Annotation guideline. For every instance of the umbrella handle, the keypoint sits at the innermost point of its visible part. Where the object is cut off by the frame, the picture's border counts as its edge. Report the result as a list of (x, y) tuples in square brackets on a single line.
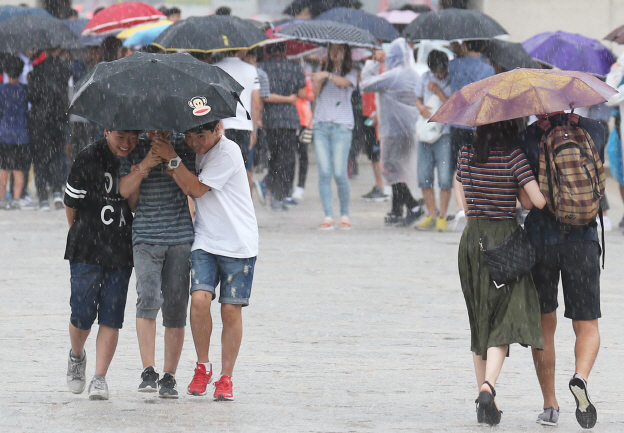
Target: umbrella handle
[(237, 97)]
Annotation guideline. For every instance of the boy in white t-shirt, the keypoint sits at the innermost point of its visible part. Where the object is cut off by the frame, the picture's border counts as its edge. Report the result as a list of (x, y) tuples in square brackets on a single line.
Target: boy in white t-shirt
[(225, 247)]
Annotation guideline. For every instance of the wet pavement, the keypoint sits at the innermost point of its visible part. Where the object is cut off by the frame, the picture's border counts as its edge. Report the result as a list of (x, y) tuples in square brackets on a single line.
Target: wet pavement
[(362, 330)]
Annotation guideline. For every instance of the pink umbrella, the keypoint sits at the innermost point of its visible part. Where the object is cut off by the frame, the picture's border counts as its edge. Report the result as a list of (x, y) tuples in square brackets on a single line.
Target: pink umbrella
[(117, 17), (398, 17), (520, 93)]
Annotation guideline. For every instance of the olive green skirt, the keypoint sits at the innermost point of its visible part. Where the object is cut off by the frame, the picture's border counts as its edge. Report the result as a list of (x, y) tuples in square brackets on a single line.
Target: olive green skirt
[(502, 316)]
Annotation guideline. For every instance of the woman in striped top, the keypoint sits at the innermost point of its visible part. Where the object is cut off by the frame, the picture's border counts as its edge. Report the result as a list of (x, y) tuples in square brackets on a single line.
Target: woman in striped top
[(493, 173)]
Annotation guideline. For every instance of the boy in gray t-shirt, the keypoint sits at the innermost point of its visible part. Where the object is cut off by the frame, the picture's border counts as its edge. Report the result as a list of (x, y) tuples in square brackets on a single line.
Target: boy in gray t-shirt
[(162, 236)]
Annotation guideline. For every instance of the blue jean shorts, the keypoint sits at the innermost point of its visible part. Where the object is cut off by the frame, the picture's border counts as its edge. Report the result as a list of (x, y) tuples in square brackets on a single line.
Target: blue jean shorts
[(437, 154), (98, 292), (234, 276)]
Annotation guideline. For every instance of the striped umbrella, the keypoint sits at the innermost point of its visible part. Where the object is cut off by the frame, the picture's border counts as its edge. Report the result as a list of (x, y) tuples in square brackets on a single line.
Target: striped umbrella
[(320, 32)]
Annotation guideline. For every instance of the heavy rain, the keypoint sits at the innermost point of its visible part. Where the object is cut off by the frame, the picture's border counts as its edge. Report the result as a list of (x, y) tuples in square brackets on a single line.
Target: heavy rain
[(311, 215)]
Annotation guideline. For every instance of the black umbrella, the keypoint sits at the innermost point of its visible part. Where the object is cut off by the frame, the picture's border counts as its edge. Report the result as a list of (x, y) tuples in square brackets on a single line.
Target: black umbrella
[(509, 55), (155, 91), (377, 26), (209, 34), (32, 32), (453, 25), (328, 32)]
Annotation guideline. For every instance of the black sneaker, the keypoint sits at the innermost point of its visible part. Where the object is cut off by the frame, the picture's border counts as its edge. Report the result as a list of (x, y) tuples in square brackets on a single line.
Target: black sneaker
[(585, 411), (149, 378), (393, 219), (167, 387), (375, 194)]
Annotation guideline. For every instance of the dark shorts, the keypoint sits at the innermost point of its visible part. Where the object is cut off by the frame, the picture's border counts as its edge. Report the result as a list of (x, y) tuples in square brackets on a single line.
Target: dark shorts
[(233, 275), (578, 263), (243, 139), (460, 137), (98, 292), (371, 144), (14, 157)]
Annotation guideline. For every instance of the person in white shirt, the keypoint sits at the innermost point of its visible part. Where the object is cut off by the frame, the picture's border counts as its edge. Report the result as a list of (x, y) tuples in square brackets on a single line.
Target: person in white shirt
[(225, 247), (241, 129)]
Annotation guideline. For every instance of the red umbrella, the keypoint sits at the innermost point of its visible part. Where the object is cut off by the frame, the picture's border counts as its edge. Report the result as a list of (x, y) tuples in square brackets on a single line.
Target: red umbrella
[(120, 16)]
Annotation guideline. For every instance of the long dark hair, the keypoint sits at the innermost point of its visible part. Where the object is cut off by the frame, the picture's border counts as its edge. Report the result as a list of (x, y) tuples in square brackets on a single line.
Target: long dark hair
[(499, 134), (347, 61)]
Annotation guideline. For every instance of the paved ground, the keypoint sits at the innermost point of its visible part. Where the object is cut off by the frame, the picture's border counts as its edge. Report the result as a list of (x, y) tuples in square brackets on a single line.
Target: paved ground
[(362, 331)]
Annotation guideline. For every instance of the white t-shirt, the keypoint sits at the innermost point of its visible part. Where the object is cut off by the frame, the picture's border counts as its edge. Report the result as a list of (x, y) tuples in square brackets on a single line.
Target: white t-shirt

- _What is expected_
Quote the data above in full and without alteration; skip the pictures.

- _Solution_
Annotation guideline. For every instance of the umbrella handle, the keypoint sits at the innermost point of its visible part. Where the object is cut off by the frame, the picture's border counts as its edge. Report the result as a list of (x, y) tuples in square brackets on a single line.
Target: umbrella handle
[(237, 97)]
Annotation guideline. For every instance of the boy in white t-shirt, the keypoint sits at the innermost point of its visible part. Where the object is cut off by the frame, the picture's border counts as its edge. Report the result as a list of (x, y) tuples in square brackets on a single line.
Target: boy in white t-shirt
[(225, 247)]
Annotation guideline. For every instance of the wet pavement, the keypoint sits at the innermost point of its visible part. Where the object is cut off by the frame, the picture's border counts as its edge. Report the result as a list of (x, y) tuples in square brackets on a single line.
Target: wet pavement
[(362, 330)]
Annotation guideline. For every instance of the pink umbrella, the keypoint sits at the innermost point of its visible part. Where the object is cut off by the frame, the picture's border counts as its edge. Report the result as a list of (x, y) tuples in square brackets on a single line.
Target: pink umbrella
[(117, 17), (398, 17), (520, 93)]
Annotation guideline. For every instance of the olive green skirt, the keypoint sits at the innermost point of its visible part. Where the object is cut off by the frame, the picture's border counts as its edge. Report the result as a list of (x, y) tuples in square brackets on a single line.
Target: olive green skirt
[(502, 316)]
Annotation guideline. For every instance of the woman in striped top, the keypoint sits at the innermost point of its visible part. Where the object is cut off by the frame, the picture's border counts as its edge. Report the result as a list of (x, y) tuples in square brackets on a single line.
Target: woman in striped top
[(493, 173)]
Annotation guideline. For every instance of the boy in gray t-shirt, the keypoint sits at the innermost point of its visible part. Where the object is cut off by the frame, the picture's border counts as its edge. Report the result as a list of (x, y) tuples in square brackets on a single line.
Target: boy in gray t-shirt
[(162, 236)]
Annotation guideline. For every instance of the blue jean shorts, the keypoint sits at the innermost point of its visible part. Where the object is cut off by the frame, the picture's border counts as its edge. Report the result as a list of (x, y) tuples in square brackets on a single line.
Target: blue jean shorts
[(437, 154), (98, 292), (234, 276)]
Annotation guideline. For every instance of the striped umbrella, the keypoint sits at the innermost point of its visible part. Where the object is cut off by the frame, the picture's border counts as its edge. Report the result as a list of (x, y) tuples in square brackets on a single line.
Target: striped umbrella
[(320, 32)]
Annotation guideline. For every instance of the heavy rain, the keypoint sits at the innermost point of its visible part. Where the object is cut off by the frame, the picture's border counts as its edge. Report the result as a list of (x, y) tuples in square brackets on a single line.
Target: heavy rain
[(311, 215)]
Annotation guideline. For every instance of the black umbrella, the keypoint sits at the innermost point of its visible part. Where the object is cut off by the frame, the picture's border counts as its edge. Report the result as a list of (x, y) tuples in square brackets on a single line.
Target: black umbrella
[(509, 55), (155, 91), (377, 26), (209, 34), (32, 32), (453, 25), (328, 32)]
Annotation guideline. For every instance of the black sneaker, the keypoint sits at the innermost point of its visible part. Where the object is cut off by the frame, the picture's border counts as its edge. Report the result as a list of (x, y) tuples in square brackets on a single line.
Target: black sneaker
[(585, 411), (149, 378), (393, 219), (167, 387), (375, 194)]
Annotation guideline. For every instance of the dark shorts, the keypoint sits at the innermost point of its visible part. Where the object is cut off by the frame, the picture's border counts as its edge. Report the result as a list of (x, y) tuples in square brackets on a single line.
Target: dark shorts
[(233, 275), (578, 263), (243, 139), (460, 137), (98, 292), (371, 144), (14, 157)]
Annotation guideline. For every instance of the person in white shirt, the keypoint sits at the innermost point of its visible part. Where the object is cut off by the frame, the picture's border counts as its edge. Report the result as a list of (x, y) tuples in square brackets on a single line.
Target: person in white shirt
[(225, 247), (241, 129)]
Annotation guideline. For every instance of the red umbrella, the keypoint sits at the innermost point of its visible part. Where the object is cut off by the frame, the picture's border counts as its edge. Report the result as a list of (x, y) tuples in square brackets on a single line.
Target: red umbrella
[(120, 16)]
Annotation guideline. For every instance of the long dark hair, the keypoint sits at the innermost point of its visible part. Where the object is cut off by the frame, the picture's border counts as its edge. Report the result as a list of (x, y) tuples in square brackets on a single line.
Target: long dark hair
[(499, 134), (347, 61)]
Annotation guideline. For every instance of the paved ground, the keypoint sits at the innermost point of its visible part. Where the object is cut off by the frame, the picture's border counts as its edge. Report the result as a list of (x, y) tuples in square brackets on a single line.
Target: paved ground
[(362, 331)]
Annotation guideline. For every instance of the white t-shirt, the keypoint sits at the innermost point of its visible part. Where the object is cut off by the frame, the picture's border counts as its edge. Report the result as a list of (x, y) tuples in square brackets on a single line.
Target: white t-shirt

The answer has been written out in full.